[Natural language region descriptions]
* * *
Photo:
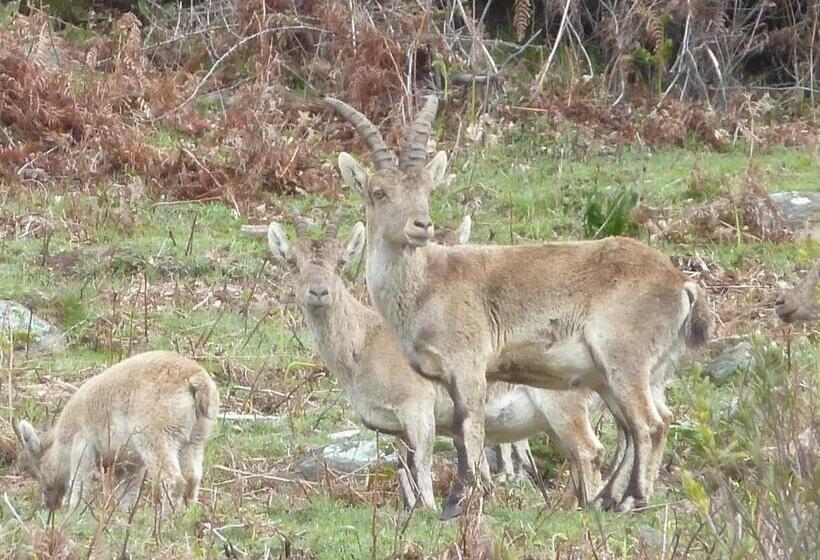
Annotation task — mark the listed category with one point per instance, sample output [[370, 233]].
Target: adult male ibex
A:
[[388, 396], [801, 303], [610, 315], [147, 416]]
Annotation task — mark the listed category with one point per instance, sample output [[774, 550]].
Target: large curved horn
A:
[[383, 158], [413, 152], [301, 224]]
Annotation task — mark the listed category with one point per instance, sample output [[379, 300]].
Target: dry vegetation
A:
[[133, 145]]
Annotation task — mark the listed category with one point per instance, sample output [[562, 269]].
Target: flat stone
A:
[[730, 362], [345, 457], [17, 322], [800, 209]]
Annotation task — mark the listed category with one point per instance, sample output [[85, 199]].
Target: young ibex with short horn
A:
[[146, 417], [610, 315], [801, 303], [389, 397]]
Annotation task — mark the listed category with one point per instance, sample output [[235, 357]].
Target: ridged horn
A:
[[301, 225], [383, 158], [413, 152]]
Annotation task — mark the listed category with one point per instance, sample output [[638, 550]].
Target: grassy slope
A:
[[248, 335]]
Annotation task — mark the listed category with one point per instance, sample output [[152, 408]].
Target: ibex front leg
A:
[[468, 387]]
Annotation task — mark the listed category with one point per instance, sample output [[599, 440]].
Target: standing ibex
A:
[[389, 397], [610, 315], [148, 415], [801, 303]]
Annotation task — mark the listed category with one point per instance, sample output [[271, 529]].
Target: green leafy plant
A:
[[608, 212]]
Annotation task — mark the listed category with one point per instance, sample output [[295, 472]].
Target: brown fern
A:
[[522, 14]]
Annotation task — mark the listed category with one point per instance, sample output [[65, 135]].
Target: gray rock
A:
[[800, 209], [650, 536], [346, 457], [18, 322], [731, 361]]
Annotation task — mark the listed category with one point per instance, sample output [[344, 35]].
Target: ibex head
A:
[[396, 193], [41, 461], [315, 263]]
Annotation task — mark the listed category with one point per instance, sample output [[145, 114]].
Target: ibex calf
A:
[[801, 303], [390, 397], [610, 315], [148, 415]]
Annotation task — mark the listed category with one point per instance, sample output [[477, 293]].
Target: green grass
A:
[[208, 299]]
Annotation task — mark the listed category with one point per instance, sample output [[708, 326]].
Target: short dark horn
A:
[[383, 158], [413, 152]]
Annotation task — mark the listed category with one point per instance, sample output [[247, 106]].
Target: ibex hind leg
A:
* * *
Problem description: All that is required is the number of lines in the data above that contain the word "ibex".

Solution to the problem: 7